[Records from a data collection]
Content starts
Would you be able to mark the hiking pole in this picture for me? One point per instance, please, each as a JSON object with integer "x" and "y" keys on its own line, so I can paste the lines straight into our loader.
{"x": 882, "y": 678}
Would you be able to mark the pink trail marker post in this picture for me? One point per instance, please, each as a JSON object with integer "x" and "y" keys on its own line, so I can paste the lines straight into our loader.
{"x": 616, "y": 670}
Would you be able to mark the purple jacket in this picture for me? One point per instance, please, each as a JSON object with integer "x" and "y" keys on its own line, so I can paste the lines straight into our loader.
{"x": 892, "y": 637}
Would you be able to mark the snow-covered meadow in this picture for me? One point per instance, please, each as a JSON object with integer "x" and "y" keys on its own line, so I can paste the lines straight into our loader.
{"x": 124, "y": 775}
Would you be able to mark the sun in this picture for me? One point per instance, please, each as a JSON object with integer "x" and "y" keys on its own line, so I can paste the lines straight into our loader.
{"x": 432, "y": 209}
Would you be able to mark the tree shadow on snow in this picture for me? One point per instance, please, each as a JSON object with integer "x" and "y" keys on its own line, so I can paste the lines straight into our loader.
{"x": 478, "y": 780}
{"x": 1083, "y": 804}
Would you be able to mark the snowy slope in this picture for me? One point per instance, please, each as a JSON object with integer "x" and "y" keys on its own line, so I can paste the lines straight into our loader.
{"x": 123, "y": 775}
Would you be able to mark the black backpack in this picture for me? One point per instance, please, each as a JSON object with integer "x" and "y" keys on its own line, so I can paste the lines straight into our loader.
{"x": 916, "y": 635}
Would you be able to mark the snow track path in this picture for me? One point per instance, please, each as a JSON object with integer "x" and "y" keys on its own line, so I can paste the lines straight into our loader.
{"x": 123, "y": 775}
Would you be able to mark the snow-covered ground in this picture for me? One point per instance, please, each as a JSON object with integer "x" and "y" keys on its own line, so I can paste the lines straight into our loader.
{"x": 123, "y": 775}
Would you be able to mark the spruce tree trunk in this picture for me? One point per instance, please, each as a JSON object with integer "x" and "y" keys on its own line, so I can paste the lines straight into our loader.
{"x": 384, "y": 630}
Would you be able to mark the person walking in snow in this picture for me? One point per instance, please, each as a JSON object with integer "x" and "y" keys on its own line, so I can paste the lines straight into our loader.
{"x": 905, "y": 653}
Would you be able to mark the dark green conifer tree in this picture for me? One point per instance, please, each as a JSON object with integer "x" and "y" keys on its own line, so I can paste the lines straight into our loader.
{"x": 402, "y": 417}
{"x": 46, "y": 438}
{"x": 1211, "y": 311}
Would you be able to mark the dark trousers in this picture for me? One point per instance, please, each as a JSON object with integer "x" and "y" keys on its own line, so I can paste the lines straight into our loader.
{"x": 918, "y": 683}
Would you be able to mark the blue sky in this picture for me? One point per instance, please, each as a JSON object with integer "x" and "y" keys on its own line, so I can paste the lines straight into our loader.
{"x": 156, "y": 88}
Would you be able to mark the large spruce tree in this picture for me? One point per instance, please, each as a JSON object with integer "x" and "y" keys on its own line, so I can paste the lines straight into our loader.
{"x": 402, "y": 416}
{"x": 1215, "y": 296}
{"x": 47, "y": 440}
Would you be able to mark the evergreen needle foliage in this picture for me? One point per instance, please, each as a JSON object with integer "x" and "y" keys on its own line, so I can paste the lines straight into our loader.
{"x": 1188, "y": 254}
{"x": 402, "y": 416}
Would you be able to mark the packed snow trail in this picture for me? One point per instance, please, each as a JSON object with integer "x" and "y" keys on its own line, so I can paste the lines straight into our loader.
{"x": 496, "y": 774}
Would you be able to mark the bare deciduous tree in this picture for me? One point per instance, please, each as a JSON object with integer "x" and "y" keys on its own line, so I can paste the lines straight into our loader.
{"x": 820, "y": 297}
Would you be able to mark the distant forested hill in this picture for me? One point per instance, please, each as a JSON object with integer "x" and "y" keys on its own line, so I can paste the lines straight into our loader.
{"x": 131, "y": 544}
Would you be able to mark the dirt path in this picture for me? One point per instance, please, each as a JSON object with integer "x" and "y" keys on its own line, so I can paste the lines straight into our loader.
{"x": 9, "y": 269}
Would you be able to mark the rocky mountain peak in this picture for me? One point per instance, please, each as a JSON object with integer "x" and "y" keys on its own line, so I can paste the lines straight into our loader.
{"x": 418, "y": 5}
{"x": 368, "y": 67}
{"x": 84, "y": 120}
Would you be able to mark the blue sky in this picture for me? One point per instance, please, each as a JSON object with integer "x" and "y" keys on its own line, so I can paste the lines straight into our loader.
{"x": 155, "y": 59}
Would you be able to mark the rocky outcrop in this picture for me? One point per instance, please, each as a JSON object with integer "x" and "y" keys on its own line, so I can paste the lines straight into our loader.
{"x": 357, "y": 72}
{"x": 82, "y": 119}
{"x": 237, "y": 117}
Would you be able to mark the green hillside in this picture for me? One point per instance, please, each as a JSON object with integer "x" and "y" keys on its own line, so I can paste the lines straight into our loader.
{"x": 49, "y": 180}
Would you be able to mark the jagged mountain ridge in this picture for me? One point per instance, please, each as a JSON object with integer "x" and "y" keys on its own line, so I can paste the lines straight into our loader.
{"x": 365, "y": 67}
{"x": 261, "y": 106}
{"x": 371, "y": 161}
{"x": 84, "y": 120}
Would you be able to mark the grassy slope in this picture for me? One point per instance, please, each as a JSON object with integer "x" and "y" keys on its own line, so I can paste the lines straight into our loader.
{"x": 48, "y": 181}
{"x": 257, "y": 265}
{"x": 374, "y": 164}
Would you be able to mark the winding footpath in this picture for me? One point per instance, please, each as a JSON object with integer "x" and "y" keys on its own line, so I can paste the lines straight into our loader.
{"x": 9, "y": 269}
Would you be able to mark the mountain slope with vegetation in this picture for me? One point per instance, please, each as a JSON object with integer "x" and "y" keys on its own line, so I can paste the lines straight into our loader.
Content ends
> [TASK DIRECTIONS] An exact restatement of the data is required.

> [EXERCISE RESPONSE]
Would you be able to mark the hiking pole in this picture for me? One point per instance, please, each as a JSON object with integer "x" and "y" keys on its own line, so I can paste the lines straight into our loader.
{"x": 882, "y": 678}
Would you be able to mark the pink trail marker post in this picture for me? One point per instance, please, each as a JSON object with integer "x" and "y" keys on its own line, so I can paste the lines straight into our loader.
{"x": 616, "y": 670}
Would you be able to mark the purple jacket in this picture for me? One point per instance, please, each as a JSON object with integer "x" and "y" keys on its own line, so I can paste the lines straight into our loader.
{"x": 892, "y": 637}
Would you be able to mark the snow-covered meadow in this picture for me? One point per instance, please, each as a JSON object with integer "x" and "y" keys on its own line, so I can paste the lines straight into our loader.
{"x": 124, "y": 775}
Would you be able to mark the sun in this picture for me? One point per instance, please, each as a JSON object with integer "x" and "y" keys on its own line, so I can paste the lines straight into our loader.
{"x": 432, "y": 209}
Would you be able to mark the tree shadow on snow in this picture for me? One point per instance, please, each as a JSON object with integer "x" and "y" keys on its own line, so I can paste the lines straight into our loader.
{"x": 478, "y": 780}
{"x": 1083, "y": 804}
Would you be able to mark the snowy slope in this picture for me? One point per instance, please, each as a JSON object with integer "x" and "y" keys on its own line, so I can paste the lines straight into our loader.
{"x": 123, "y": 775}
Would you be able to mark the black backpack in this picture for me? One point per instance, please, each as a JSON object with integer "x" and "y" keys on its own line, so I can paste the lines straight into our loader.
{"x": 916, "y": 635}
Would you be able to mark the snow track path in this picture for me? One point per instance, please, each as a JSON object with integer "x" and "y" keys on its own line, so I can paste the lines straight into our loader.
{"x": 123, "y": 775}
Would you be able to mark the snow-covered ground in this picture for me? One point per instance, please, each as a JSON object with integer "x" and "y" keys on its own line, so I can paste the lines straight into our loader.
{"x": 123, "y": 775}
Would you be able to mark the spruce tree trunk in this picture for me? One point per instance, please, each as a JSON object with integer "x" and "y" keys on its own line, so I can paste the lines straight into our loader.
{"x": 384, "y": 630}
Would you be able to mark the person walking in snow in this picture for me? One point per instance, please, each as a JSON object with integer "x" and "y" keys on its own line, so I can paste the lines straight into our loader.
{"x": 905, "y": 653}
Would you be able to mark the dark green conifer tree in this picture for me? One point per instance, please, each as a JSON object with integer "x" and "y" keys on its own line, so I can paste the lines straight into our loader.
{"x": 402, "y": 417}
{"x": 46, "y": 438}
{"x": 1211, "y": 311}
Would you be able to mark the dark trousers in this picture for me? One point per instance, please, each as a JSON object with integer "x" and "y" keys on its own line, so I can paste the lines straight into our loader.
{"x": 918, "y": 683}
Would you be able to mark the blue sky in this picture for me? One point per instance, please, each as a JSON object with integer "x" and "y" keys on its own line, so I can paste the lines straight into our loader.
{"x": 156, "y": 88}
Would you be able to mark the large spruce tree in this picture for me? One point per instance, please, each as a JSON object with integer "x" and "y" keys on its own line, so I can paste the lines straight into our loader.
{"x": 402, "y": 416}
{"x": 1215, "y": 296}
{"x": 47, "y": 440}
Would you be able to mark the evergreen needle foliage in this picture for me? One point per instance, please, each as a JSON object with integer "x" and "y" keys on its own line, so I can paste the lines straight into our loader.
{"x": 1188, "y": 254}
{"x": 402, "y": 416}
Would you be able to mark the packed snow trail in this picture for me? One point per instance, please, each as a JSON object with integer "x" and "y" keys on its own line, so I can paste the lines straight into our loader.
{"x": 496, "y": 774}
Would you be able to mark the bare deciduous tree in this picture for me? One point per instance, please, each as a JSON object with integer "x" and "y" keys on its own line, so I can paste the lines straight into our loader.
{"x": 820, "y": 297}
Would you be able to mark the distant forested hill in this picture for me? One point per instance, please, each as a JSON object with integer "x" and "y" keys on its own line, so I can paste the lines straight into our loader.
{"x": 131, "y": 544}
Would you be able to mark the dirt path in this picture for me? One point per instance, please, each as a JSON object with integer "x" and "y" keys on its own line, so I can paste the lines straight into our loader.
{"x": 9, "y": 269}
Would you be able to mark the rocky mountain peak in this picture for me? One point per instance, please, each as a JSON object with integer "x" and "y" keys on its own line, so I can paste the lines straight into our loader.
{"x": 418, "y": 5}
{"x": 368, "y": 67}
{"x": 84, "y": 120}
Would you be able to mark the blue sky in this picture for me? One point per instance, please, each as a JSON object with integer "x" and "y" keys on its own line, so I can paste the lines straight into our loader.
{"x": 155, "y": 59}
Would you be able to mark the rocky outcrop in this picture for me? One point per instance, please, each as a JSON object with integer "x" and "y" keys on its own line, so I can paste the lines straight into our loader.
{"x": 357, "y": 72}
{"x": 82, "y": 119}
{"x": 237, "y": 117}
Would you be able to mark the green hillside in this picture for me? One point per instance, please, each as a JSON object with integer "x" and "y" keys on its own line, so I can paste the lines straight into our loader.
{"x": 49, "y": 180}
Would you be able to mark the jagged mountain ridge in this picture for me? One point per instance, please, each as a JSON object with integer "x" and "y" keys on its own line, so I can paste the lines straight into our loader.
{"x": 365, "y": 67}
{"x": 261, "y": 106}
{"x": 371, "y": 161}
{"x": 84, "y": 120}
Would you be able to mark the grassy slope in this picture for me? One point per instance, please, each as a JSON object with integer "x" and "y" keys on its own line, so I can paste the lines straight into our loader.
{"x": 48, "y": 181}
{"x": 257, "y": 265}
{"x": 374, "y": 164}
Would you be able to mark the winding footpath in this picture for me? One point per instance, please, each as a JSON object with integer "x" and "y" keys on its own line, so I can paste the lines straight into our loader.
{"x": 9, "y": 269}
Would you be able to mark the mountain slope with vegetation in this picture for me? One point per instance, please, each as a JSON object with integer "x" and "y" keys on its own line, so I can paste the lines straight into our loader.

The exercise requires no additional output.